## TEXTO
━━━━━━━━━━━━━━━━━━━━━━━━━━━━━━
Além de sanções e fornecimento de armas, muitos especialistas pedem que a UE acelere o processo de adesão da Ucrânia. Mas o Kremlin vê a Otan e a UE como partes do mesmo projeto liderado pelos EUA e deixou claro que Putin fará qualquer coisa para impedir que a Ucrânia se integre ainda mais a qualquer um deles. Afinal, o catalisador para a anexação russa da Crimeia em 2014 foi uma proposta de acordo de associação entre a UE e a Ucrânia. Novos passos para integrar a Ucrânia podem provocar uma nova reação russa, possibilidade que parecemos não querer discutir, porque acreditamos que a Ucrânia deve ser capaz de escolher seu próprio destino.

Além do risco de escalada, há algo mais preocupante na aceitação da Ucrânia pela UE. A presidente da Comissão Europeia, Ursula von der Leyen, que encarna a ideia de uma UE “geopolítica”, disse recentemente que a Ucrânia era “um de nós”. A afirmação era indicativa de uma tendência no Ocidente de enquadrar esse conflito em termos civilizacionais. Inúmeros repórteres e comentaristas expressaram o choque de que um conflito tão brutal pudesse ter acontecido na Europa “civilizada”, em oposição ao distante mundo não civilizado. Em particular, muitos parecem sentir simpatia pelos ucranianos porque eles “se parecem conosco”. Poucos dias após o início da guerra, uma autoridade ucraniana chegou a dizer à BBC que o que tornava a situação tão emocionante era que “europeus de olhos azuis e cabelos louros” estavam sendo mortos.
━━━━━━━━━━━━━━━━━━━━━━━━━━━━━━
## DADOS BRUTOS
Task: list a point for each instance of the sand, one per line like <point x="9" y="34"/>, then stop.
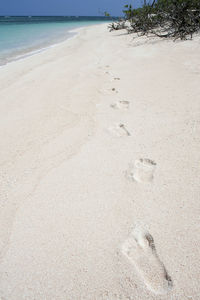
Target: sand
<point x="100" y="169"/>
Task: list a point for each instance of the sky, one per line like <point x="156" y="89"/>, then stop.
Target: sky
<point x="63" y="7"/>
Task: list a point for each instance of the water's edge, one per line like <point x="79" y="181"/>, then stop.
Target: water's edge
<point x="45" y="32"/>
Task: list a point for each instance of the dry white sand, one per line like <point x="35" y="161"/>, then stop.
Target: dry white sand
<point x="100" y="170"/>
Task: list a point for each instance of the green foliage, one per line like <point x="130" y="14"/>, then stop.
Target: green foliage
<point x="165" y="18"/>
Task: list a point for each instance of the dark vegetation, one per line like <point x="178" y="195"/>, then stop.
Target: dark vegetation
<point x="163" y="18"/>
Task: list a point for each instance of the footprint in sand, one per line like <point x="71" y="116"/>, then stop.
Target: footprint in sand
<point x="119" y="130"/>
<point x="110" y="296"/>
<point x="122" y="104"/>
<point x="140" y="250"/>
<point x="142" y="171"/>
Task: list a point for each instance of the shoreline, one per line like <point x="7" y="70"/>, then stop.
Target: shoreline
<point x="99" y="156"/>
<point x="41" y="48"/>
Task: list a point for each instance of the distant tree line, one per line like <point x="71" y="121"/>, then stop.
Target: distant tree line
<point x="163" y="18"/>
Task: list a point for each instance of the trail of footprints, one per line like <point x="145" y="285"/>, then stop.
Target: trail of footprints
<point x="139" y="248"/>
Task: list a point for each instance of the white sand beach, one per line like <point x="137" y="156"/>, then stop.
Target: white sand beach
<point x="100" y="170"/>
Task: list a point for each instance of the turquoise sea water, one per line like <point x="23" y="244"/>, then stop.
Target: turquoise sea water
<point x="21" y="36"/>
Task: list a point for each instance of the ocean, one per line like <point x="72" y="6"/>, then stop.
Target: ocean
<point x="22" y="36"/>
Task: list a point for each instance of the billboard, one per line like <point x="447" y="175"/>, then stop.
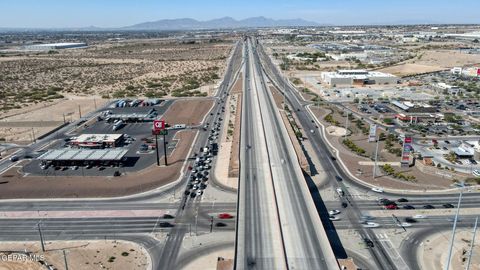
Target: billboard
<point x="372" y="135"/>
<point x="406" y="151"/>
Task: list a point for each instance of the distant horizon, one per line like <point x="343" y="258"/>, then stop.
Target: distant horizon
<point x="319" y="24"/>
<point x="55" y="14"/>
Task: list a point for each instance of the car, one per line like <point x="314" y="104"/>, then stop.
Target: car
<point x="366" y="218"/>
<point x="224" y="216"/>
<point x="391" y="207"/>
<point x="368" y="242"/>
<point x="333" y="218"/>
<point x="369" y="224"/>
<point x="168" y="216"/>
<point x="448" y="205"/>
<point x="410" y="220"/>
<point x="334" y="212"/>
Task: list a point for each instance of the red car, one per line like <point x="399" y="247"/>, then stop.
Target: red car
<point x="391" y="207"/>
<point x="224" y="216"/>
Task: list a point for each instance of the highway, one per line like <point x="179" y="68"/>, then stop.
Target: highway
<point x="322" y="152"/>
<point x="132" y="229"/>
<point x="276" y="214"/>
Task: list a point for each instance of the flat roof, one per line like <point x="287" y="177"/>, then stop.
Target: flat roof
<point x="83" y="154"/>
<point x="97" y="138"/>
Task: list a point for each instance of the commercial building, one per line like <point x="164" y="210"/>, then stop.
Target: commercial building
<point x="357" y="77"/>
<point x="79" y="157"/>
<point x="97" y="140"/>
<point x="54" y="46"/>
<point x="410" y="107"/>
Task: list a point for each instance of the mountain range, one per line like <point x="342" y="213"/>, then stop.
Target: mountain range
<point x="221" y="23"/>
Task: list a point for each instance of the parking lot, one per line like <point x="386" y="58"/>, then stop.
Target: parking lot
<point x="138" y="141"/>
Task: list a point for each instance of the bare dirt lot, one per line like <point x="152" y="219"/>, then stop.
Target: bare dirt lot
<point x="361" y="166"/>
<point x="17" y="185"/>
<point x="431" y="61"/>
<point x="188" y="111"/>
<point x="152" y="68"/>
<point x="80" y="255"/>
━━━━━━━━━━━━━━━━━━━━━━━━━━━━━━
## TAREFAS
[1] De acordo com o texto, o que serviu de catalisador para a anexação russa da Crimeia em 2014?
[2] Explique, com base no texto, por que a possibilidade de uma nova reação russa a novos passos de integração da Ucrânia não é discutida.
As entradas constituem um material à parte, sem relação com o texto.

## RESPOSTAS
[1] Uma proposta de acordo de associação entre a UE e a Ucrânia.

[2] Essa possibilidade não é discutida porque se acredita que a Ucrânia deve ser capaz de escolher seu próprio destino.